TASK INSTRUCTIONS — Rewrite the records from the line with "Practice. Find the fish dorsal" to the line with "Practice. Find the large", replacing "silver fish" with "gray fish" and changing nothing else.

■ ■ ■ ■

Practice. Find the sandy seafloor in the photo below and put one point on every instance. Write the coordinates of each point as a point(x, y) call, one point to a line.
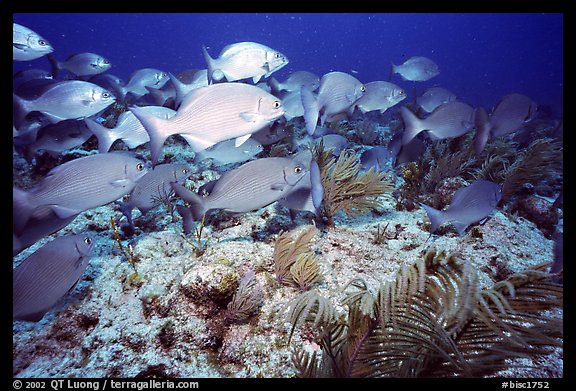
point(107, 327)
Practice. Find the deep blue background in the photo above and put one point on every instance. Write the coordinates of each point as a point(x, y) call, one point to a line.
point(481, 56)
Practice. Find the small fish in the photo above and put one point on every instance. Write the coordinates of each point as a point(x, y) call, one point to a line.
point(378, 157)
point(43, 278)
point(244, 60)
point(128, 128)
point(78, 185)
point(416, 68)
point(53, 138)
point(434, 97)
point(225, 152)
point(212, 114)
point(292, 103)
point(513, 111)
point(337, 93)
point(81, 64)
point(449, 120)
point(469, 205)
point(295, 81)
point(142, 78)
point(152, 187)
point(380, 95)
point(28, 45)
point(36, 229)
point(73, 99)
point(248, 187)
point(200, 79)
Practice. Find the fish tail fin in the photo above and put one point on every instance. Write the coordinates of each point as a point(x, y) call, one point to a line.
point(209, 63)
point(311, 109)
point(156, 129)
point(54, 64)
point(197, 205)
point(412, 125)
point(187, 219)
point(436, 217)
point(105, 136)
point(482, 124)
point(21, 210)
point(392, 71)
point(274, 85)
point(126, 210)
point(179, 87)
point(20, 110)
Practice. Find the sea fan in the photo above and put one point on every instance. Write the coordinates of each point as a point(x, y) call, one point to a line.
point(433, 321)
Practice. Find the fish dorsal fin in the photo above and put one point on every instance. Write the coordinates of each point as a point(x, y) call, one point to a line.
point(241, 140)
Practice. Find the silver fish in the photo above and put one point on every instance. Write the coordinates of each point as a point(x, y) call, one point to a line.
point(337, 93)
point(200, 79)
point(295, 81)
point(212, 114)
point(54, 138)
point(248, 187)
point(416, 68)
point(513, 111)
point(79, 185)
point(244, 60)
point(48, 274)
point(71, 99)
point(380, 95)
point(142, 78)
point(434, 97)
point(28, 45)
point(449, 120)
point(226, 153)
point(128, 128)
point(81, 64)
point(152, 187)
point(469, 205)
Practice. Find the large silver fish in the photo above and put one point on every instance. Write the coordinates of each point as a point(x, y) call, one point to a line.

■ ■ ■ ■

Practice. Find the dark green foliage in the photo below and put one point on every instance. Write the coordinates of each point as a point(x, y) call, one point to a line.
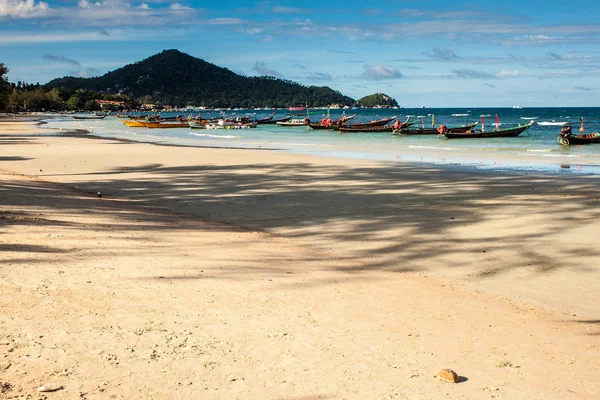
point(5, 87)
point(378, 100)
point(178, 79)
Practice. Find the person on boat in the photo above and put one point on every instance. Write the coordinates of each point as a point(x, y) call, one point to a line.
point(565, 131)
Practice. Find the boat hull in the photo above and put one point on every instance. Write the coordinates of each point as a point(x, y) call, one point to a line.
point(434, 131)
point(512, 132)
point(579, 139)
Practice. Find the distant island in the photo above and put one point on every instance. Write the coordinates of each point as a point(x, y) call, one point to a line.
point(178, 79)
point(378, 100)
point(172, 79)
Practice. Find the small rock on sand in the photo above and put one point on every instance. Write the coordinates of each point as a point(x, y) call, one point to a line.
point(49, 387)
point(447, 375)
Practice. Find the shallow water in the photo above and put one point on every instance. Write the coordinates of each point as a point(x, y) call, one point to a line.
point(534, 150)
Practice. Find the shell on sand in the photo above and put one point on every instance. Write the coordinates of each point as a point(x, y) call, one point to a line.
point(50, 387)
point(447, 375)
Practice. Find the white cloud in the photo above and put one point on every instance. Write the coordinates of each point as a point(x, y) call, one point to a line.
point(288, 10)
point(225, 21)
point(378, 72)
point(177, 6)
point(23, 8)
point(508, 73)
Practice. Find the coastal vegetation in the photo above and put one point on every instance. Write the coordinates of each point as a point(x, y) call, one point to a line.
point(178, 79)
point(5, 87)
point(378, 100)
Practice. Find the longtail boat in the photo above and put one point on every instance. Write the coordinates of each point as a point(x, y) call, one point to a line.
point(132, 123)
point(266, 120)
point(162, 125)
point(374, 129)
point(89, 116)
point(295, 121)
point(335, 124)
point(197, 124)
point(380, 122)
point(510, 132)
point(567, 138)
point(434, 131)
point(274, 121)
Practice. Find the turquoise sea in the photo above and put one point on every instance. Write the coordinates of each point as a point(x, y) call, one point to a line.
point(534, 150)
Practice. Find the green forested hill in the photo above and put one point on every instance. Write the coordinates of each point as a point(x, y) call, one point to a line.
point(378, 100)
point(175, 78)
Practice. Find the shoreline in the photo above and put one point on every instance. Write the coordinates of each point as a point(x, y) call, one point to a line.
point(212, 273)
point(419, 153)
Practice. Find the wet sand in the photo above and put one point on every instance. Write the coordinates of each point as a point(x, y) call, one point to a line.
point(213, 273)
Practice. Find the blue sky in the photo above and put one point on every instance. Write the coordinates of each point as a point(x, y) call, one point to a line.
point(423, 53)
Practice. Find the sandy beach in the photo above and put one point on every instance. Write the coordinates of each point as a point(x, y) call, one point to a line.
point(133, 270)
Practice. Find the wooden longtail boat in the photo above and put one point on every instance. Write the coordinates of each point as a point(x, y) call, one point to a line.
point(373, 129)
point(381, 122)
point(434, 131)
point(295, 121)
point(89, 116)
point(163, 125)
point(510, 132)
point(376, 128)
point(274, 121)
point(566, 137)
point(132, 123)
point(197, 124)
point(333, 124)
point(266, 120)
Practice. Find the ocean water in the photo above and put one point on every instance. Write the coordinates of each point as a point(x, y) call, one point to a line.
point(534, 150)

■ ■ ■ ■

FINISHED TASK —
Practice. Find the fish dorsal fin in the photo above and put one point on every instance. Write the coordinates of each point as a point(x, y) call, one point to a line.
point(241, 140)
Practice. Find the gray fish in the photo above and put one point on every instance. Write the coordinates of each point as a point(x, y) call, one point to a line.
point(337, 93)
point(200, 79)
point(295, 81)
point(212, 114)
point(54, 138)
point(248, 187)
point(416, 68)
point(513, 111)
point(79, 185)
point(244, 60)
point(48, 274)
point(71, 99)
point(380, 95)
point(142, 78)
point(434, 97)
point(28, 45)
point(449, 120)
point(226, 153)
point(128, 128)
point(81, 64)
point(152, 187)
point(469, 205)
Practice. Find the large gray fish in the photo above and put one point on every instance. Write the coordinates of each point as a point(x, y) call, one point to a line.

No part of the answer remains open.